▶ SET EXERCISE 1: Copy the part of the post about junkies and crime fiction that opens with the words containing "But this isn't" and closes with "not private detectives.".

▶ DOCUMENT PASSAGE:
•••

Z0MB0Y@aol.com wrote:
> In a message dated 5/27/00 8:21:58 PM Pacific
Daylight Time,
>
marianne.macdonald@lineone.net writes:
>
> << Junkies aren't hard boiled (except maybe in
fiction) but,
> like all the whores I've ever known, deeply damaged.
But this isn't
> crime fiction; these are victims, not avengers. (
I'm talking real life.) >>
>
> Their whole lifestyle is against the law, how can a
story about a junkie
> or a prostitute not be crime fiction? You could
argue that they're more noir
> than hardboiled, but I don't think you can say
they're not hardboiled.
> They're just not private detectives.
She -did- say she was talking about junkies and prostitutes
in real life, rather than stories about them.

•••

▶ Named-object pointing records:

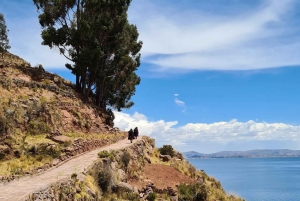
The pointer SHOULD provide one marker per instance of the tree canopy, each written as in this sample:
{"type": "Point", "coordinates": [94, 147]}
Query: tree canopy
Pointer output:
{"type": "Point", "coordinates": [4, 42]}
{"type": "Point", "coordinates": [101, 44]}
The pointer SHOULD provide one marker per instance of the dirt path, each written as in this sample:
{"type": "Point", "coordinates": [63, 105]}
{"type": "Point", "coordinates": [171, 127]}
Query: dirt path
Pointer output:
{"type": "Point", "coordinates": [20, 189]}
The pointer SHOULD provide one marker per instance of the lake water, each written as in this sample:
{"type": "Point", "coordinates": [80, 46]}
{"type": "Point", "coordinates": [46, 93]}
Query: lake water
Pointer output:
{"type": "Point", "coordinates": [256, 179]}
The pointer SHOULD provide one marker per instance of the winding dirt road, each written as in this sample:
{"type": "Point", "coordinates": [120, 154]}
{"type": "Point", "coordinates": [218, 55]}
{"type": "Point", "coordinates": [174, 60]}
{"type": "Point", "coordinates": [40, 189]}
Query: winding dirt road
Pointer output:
{"type": "Point", "coordinates": [20, 189]}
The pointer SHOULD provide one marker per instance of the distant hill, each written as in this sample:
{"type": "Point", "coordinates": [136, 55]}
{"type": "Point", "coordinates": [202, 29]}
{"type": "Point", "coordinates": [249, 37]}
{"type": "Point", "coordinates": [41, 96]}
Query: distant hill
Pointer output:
{"type": "Point", "coordinates": [256, 153]}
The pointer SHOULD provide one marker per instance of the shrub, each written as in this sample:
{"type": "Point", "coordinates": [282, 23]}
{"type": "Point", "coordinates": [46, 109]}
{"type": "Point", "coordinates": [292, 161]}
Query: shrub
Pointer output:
{"type": "Point", "coordinates": [195, 192]}
{"type": "Point", "coordinates": [151, 197]}
{"type": "Point", "coordinates": [201, 194]}
{"type": "Point", "coordinates": [104, 179]}
{"type": "Point", "coordinates": [103, 154]}
{"type": "Point", "coordinates": [167, 150]}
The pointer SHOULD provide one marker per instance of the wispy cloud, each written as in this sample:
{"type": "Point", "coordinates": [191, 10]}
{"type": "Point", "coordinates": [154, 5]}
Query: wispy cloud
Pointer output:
{"type": "Point", "coordinates": [179, 102]}
{"type": "Point", "coordinates": [218, 136]}
{"type": "Point", "coordinates": [261, 37]}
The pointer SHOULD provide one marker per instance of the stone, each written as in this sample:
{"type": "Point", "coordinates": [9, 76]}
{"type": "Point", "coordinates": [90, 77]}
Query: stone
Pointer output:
{"type": "Point", "coordinates": [148, 159]}
{"type": "Point", "coordinates": [165, 158]}
{"type": "Point", "coordinates": [124, 186]}
{"type": "Point", "coordinates": [135, 190]}
{"type": "Point", "coordinates": [61, 139]}
{"type": "Point", "coordinates": [55, 162]}
{"type": "Point", "coordinates": [121, 174]}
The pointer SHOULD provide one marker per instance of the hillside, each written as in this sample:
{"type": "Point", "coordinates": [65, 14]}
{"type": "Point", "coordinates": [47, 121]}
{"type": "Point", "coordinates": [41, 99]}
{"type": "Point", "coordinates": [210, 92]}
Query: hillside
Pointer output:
{"type": "Point", "coordinates": [48, 130]}
{"type": "Point", "coordinates": [256, 153]}
{"type": "Point", "coordinates": [137, 172]}
{"type": "Point", "coordinates": [44, 121]}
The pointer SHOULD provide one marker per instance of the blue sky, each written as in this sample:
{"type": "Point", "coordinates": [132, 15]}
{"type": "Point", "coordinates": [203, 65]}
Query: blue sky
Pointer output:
{"type": "Point", "coordinates": [216, 75]}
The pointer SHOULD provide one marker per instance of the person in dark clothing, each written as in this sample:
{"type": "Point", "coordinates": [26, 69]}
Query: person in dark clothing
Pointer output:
{"type": "Point", "coordinates": [130, 135]}
{"type": "Point", "coordinates": [136, 132]}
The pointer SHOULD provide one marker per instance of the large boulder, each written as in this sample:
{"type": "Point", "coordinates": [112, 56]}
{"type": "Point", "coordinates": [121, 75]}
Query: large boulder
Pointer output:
{"type": "Point", "coordinates": [165, 158]}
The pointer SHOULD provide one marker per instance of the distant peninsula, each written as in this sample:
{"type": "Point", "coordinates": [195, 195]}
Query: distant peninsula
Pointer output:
{"type": "Point", "coordinates": [256, 153]}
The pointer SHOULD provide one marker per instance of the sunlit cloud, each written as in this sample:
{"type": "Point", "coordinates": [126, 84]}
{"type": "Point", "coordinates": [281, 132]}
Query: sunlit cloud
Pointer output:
{"type": "Point", "coordinates": [179, 102]}
{"type": "Point", "coordinates": [261, 37]}
{"type": "Point", "coordinates": [218, 136]}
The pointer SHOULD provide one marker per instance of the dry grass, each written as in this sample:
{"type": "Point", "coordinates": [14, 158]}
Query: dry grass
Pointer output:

•••

▶ SET EXERCISE 2: List every line of the records that contains the string "dirt", treating case as significant.

▶ FULL RESPONSE 1:
But this isn't
> crime fiction; these are victims, not avengers. (
I'm talking real life.) >>
>
> Their whole lifestyle is against the law, how can a
story about a junkie
> or a prostitute not be crime fiction? You could
argue that they're more noir
> than hardboiled, but I don't think you can say
they're not hardboiled.
> They're just not private detectives.

▶ FULL RESPONSE 2:
The pointer SHOULD provide one marker per instance of the dirt path, each written as in this sample:
Query: dirt path
The pointer SHOULD provide one marker per instance of the winding dirt road, each written as in this sample:
Query: winding dirt road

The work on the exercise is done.